__SOURCE EXTRACT__:
So pretty much the entire suite empties out and gets in the elevator -- maybe 15-20 people -- crowded -- I am the last one in -- the doors close right in front of me. Well, my one buddy decides to be a dick and he hits every button so now we are stopping at every floor on the way down! So we go down one floor and the door opens and some guy is now face to face with me and has absolutely no room to get on and he decides to wait, and just as the doors are closing -- I give him an obnoxious "A ha!"

You can imagine how well this went over with my asshole buddies. So now at the next floor, the doors open, and there are some people there and we all give an "A ha!"
And each floor after, whether someone is there or not (but especially if they are) -- the four of us are giving our "A ha!"

By about the ninth floor down, the whole elevator is doing it and in between floors we are all just laughing our asses off at the clever little game we've all concocted!!

Until we hit the lobby.
And the hotel manager and his security detail escort us all from the building. We learned later that we were referred to as the Huns!

__REQUIRED TASK A__: Decide whether each statement below agrees with the elevator story: (i) The narrator was the last person to get into the elevator. (ii) The game stopped once the elevator reached the ninth floor. (iii) The hotel manager and his security detail escorted the group from the building. Answer yes or no for each, quoting the words of the story that decide it.

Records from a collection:
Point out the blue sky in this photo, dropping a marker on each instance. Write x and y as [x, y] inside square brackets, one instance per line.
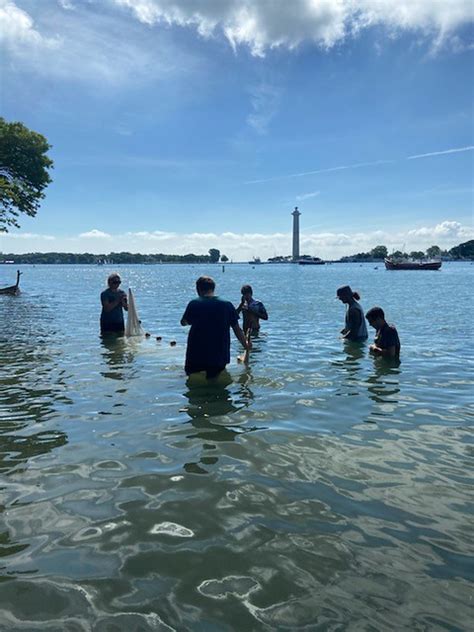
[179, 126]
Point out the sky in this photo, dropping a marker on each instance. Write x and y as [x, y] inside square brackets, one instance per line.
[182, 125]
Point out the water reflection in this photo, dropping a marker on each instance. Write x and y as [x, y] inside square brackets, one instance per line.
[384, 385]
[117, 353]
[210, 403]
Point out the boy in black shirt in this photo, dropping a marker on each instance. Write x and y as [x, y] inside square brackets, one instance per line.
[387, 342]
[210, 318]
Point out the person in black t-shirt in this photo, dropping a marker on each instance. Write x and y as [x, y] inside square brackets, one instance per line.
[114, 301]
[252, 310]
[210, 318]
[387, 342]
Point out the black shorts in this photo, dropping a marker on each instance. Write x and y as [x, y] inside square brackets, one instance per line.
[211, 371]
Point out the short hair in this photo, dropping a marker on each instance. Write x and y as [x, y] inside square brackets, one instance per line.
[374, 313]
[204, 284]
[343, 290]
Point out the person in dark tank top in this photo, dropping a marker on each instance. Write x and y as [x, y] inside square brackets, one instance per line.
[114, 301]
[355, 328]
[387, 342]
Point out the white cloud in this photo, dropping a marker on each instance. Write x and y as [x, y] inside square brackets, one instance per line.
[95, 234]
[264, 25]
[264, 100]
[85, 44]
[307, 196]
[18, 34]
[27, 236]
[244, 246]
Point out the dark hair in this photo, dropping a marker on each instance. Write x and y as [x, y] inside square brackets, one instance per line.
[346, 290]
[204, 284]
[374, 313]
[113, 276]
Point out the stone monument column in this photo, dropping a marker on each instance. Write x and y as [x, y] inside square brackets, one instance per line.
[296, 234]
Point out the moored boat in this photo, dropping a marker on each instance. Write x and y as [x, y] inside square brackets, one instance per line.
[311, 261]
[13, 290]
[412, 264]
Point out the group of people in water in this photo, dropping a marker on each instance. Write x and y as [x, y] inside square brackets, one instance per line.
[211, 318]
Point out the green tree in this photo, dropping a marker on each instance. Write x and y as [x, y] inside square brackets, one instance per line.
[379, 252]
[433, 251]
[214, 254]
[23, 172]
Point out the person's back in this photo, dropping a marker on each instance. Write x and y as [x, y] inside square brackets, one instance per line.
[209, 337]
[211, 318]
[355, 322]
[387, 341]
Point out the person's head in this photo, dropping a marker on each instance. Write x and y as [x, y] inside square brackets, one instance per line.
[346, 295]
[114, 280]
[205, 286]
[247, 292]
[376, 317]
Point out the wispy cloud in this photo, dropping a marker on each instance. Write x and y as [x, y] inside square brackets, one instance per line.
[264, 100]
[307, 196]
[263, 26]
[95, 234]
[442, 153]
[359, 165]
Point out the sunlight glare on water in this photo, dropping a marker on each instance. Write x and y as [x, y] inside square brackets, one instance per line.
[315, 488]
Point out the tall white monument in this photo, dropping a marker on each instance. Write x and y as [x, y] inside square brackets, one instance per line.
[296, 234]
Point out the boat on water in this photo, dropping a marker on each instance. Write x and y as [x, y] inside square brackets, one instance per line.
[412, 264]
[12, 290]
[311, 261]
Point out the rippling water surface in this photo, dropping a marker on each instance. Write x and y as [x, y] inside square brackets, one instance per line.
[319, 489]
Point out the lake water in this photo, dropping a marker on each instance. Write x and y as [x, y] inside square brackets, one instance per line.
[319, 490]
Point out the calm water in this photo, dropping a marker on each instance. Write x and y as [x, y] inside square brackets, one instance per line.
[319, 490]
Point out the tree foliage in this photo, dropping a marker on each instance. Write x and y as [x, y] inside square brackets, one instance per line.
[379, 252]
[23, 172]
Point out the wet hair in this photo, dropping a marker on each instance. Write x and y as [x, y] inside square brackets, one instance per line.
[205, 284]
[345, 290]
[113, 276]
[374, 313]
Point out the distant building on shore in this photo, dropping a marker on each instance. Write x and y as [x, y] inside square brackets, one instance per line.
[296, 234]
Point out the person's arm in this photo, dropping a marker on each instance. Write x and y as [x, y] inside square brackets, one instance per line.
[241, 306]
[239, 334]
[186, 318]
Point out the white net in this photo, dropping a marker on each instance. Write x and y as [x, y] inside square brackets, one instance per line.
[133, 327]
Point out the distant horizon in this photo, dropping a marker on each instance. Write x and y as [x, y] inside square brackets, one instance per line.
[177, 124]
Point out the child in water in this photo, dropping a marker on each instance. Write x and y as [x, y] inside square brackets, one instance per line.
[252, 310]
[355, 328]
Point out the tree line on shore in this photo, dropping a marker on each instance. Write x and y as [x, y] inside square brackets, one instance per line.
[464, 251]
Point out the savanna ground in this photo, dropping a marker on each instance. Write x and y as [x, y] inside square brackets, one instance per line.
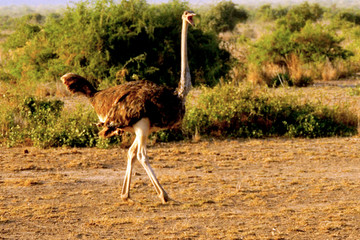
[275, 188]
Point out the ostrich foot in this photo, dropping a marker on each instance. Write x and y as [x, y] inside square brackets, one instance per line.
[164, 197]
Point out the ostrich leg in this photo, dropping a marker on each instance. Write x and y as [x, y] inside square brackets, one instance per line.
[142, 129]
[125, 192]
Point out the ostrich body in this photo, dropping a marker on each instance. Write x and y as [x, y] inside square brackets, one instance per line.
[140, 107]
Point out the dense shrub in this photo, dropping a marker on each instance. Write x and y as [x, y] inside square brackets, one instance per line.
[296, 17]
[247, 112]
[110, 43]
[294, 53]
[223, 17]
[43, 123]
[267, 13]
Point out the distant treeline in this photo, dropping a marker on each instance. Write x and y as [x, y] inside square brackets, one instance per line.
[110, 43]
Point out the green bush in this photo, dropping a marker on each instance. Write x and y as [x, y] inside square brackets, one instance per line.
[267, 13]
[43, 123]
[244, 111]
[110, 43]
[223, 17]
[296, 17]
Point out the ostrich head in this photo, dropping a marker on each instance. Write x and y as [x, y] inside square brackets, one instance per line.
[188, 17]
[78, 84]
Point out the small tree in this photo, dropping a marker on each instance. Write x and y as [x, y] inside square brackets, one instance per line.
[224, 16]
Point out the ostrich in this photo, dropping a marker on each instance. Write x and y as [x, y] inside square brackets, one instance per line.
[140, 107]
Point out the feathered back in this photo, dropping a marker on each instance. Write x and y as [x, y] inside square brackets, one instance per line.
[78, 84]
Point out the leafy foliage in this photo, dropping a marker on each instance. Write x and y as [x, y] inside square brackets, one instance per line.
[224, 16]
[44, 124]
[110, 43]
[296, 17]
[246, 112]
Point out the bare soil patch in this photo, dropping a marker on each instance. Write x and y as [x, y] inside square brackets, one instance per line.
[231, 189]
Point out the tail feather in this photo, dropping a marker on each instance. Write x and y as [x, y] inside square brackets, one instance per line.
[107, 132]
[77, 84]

__REQUIRED TASK B__: Identify every line of the records that contains the word "boat", and copy each of those lines.

__FULL ANSWER A__:
(i) Yes: "I am the last one in"
(ii) No: "By about the ninth floor down, the whole elevator is doing it"
(iii) Yes: "the hotel manager and his security detail escort us all from the building"

__FULL ANSWER B__:
Point out the moored boat in this photo, dropping a marker on each instance. Write x and y as [x, y] inside square brackets, one instance per line.
Point out the boat on water in this photo, dropping a marker on each instance. Write x and y as [x, y] inside square brackets, one instance per line.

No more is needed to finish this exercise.